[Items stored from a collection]
————————

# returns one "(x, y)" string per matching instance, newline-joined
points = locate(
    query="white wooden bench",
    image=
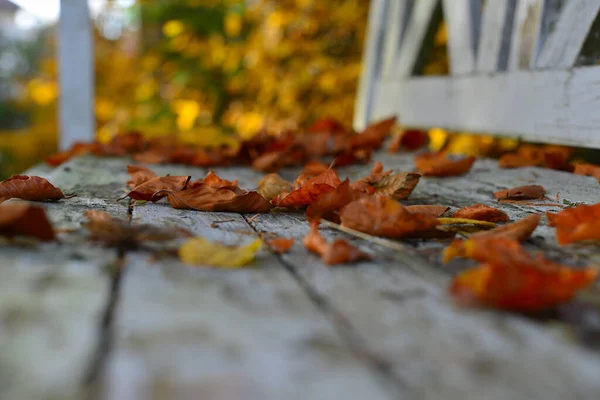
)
(79, 321)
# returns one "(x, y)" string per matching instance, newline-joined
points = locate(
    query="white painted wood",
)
(526, 31)
(76, 73)
(397, 16)
(462, 19)
(416, 32)
(540, 106)
(494, 40)
(565, 42)
(371, 63)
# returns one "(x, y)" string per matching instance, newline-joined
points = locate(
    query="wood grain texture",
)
(565, 41)
(538, 106)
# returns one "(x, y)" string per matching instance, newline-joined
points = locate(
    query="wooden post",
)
(76, 73)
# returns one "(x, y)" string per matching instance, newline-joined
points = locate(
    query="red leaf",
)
(338, 252)
(482, 212)
(576, 224)
(33, 188)
(528, 192)
(438, 164)
(20, 219)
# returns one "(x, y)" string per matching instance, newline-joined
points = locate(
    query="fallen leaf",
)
(434, 211)
(199, 251)
(32, 188)
(528, 192)
(576, 224)
(272, 185)
(382, 216)
(208, 198)
(280, 245)
(337, 252)
(519, 231)
(328, 202)
(21, 219)
(438, 164)
(138, 175)
(483, 213)
(510, 279)
(587, 170)
(156, 188)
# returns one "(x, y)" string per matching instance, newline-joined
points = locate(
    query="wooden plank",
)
(494, 41)
(462, 19)
(565, 42)
(370, 64)
(76, 73)
(196, 332)
(542, 106)
(53, 297)
(419, 26)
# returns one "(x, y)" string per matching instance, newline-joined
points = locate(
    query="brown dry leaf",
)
(482, 212)
(280, 245)
(518, 231)
(21, 219)
(587, 170)
(528, 192)
(156, 188)
(208, 198)
(438, 164)
(327, 203)
(138, 175)
(32, 188)
(511, 279)
(338, 252)
(309, 192)
(382, 216)
(272, 185)
(576, 224)
(434, 211)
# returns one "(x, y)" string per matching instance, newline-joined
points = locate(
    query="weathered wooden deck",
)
(81, 321)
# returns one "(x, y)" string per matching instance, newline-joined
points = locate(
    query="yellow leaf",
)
(199, 251)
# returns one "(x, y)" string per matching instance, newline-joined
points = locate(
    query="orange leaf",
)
(338, 252)
(155, 188)
(587, 170)
(434, 211)
(139, 174)
(528, 192)
(510, 279)
(382, 216)
(438, 164)
(280, 245)
(576, 224)
(208, 198)
(482, 212)
(518, 231)
(21, 219)
(33, 188)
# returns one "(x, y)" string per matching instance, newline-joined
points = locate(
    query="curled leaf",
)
(517, 231)
(272, 185)
(510, 279)
(155, 189)
(208, 198)
(32, 188)
(280, 245)
(337, 252)
(528, 192)
(382, 216)
(21, 219)
(483, 213)
(199, 251)
(438, 164)
(576, 224)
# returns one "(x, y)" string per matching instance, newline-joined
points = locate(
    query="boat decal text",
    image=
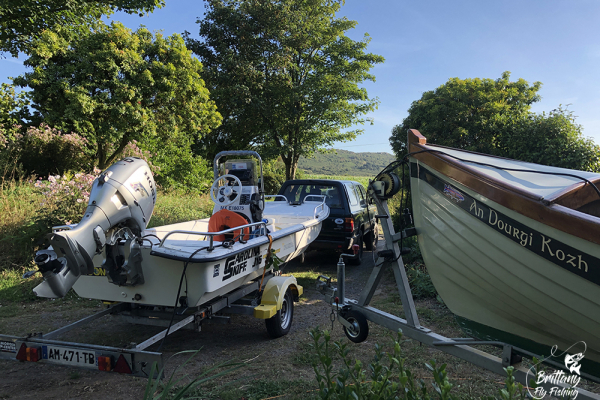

————————

Requirements:
Pick out every line of the data above that contains the word "white", and copy each one.

Task output:
    query="white wooden bench",
    query="white painted wood",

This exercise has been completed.